## EXERCISE
Which lines of the material below contain the word "after"? List each such line in full.
==== PROVIDED RECORDS
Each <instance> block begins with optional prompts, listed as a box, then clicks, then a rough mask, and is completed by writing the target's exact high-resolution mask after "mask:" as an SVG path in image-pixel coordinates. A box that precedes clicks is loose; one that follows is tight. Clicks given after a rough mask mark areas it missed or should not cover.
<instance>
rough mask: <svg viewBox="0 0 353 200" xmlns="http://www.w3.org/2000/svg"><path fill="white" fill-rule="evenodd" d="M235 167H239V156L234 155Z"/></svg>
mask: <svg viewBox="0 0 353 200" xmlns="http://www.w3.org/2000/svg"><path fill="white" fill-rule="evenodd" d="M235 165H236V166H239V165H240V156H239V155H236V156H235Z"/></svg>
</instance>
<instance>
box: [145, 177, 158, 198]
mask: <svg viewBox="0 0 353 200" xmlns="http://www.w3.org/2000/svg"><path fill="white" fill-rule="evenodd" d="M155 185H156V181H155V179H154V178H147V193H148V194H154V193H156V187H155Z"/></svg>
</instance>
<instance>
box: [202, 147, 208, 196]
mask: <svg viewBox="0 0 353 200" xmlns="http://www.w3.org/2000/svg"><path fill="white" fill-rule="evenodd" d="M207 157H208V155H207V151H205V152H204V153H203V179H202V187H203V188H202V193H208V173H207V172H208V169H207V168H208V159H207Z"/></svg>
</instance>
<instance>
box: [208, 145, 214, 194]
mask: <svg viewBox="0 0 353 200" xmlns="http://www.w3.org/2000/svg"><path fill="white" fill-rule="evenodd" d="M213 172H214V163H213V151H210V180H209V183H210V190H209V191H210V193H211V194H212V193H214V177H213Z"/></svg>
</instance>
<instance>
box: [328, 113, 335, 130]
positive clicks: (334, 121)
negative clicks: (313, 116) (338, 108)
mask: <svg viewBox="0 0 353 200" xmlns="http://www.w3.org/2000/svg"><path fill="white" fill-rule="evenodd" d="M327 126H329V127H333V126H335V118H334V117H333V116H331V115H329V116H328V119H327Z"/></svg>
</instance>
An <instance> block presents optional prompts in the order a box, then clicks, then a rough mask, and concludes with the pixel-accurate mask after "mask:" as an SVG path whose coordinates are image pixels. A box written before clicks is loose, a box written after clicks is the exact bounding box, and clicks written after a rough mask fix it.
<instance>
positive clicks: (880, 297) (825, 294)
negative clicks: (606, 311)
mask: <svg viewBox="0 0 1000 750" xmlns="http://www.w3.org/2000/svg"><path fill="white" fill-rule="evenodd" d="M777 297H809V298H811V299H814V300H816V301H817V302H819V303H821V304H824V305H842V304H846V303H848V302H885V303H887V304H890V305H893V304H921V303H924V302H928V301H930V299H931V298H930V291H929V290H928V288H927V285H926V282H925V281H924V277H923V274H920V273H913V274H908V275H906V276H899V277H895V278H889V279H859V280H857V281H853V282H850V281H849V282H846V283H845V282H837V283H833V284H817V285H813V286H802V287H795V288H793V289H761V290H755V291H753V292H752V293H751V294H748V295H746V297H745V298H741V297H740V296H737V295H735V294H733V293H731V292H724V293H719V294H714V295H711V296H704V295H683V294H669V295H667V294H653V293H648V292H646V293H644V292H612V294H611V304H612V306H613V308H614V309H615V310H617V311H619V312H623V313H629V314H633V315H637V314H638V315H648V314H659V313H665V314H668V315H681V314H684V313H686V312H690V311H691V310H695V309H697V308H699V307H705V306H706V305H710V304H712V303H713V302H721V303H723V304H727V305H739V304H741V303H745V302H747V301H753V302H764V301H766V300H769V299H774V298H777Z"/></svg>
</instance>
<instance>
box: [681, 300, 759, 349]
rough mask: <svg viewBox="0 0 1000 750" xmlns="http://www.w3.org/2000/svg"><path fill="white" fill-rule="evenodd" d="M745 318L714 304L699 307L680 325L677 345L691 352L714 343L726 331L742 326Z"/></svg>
========
## THE COMPLETED TASK
Each <instance> block begins with optional prompts, listed as a box, then clicks, then a rough mask, and is completed by writing the target's exact high-resolution mask after "mask:" as an SVG path in image-pixel coordinates. A box that precedes clicks is loose; one that follows is tight. Clicks given after a rough mask mark areas it missed or should not cover.
An <instance> block presents optional prompts in the order a box, then clicks, then a rough mask, and concludes with the pixel-accurate mask after "mask:" as an SVG path whose coordinates are image pixels. A box written before clicks is loose, a box written after clicks is the exact bounding box, and clicks written after a rough mask fix it.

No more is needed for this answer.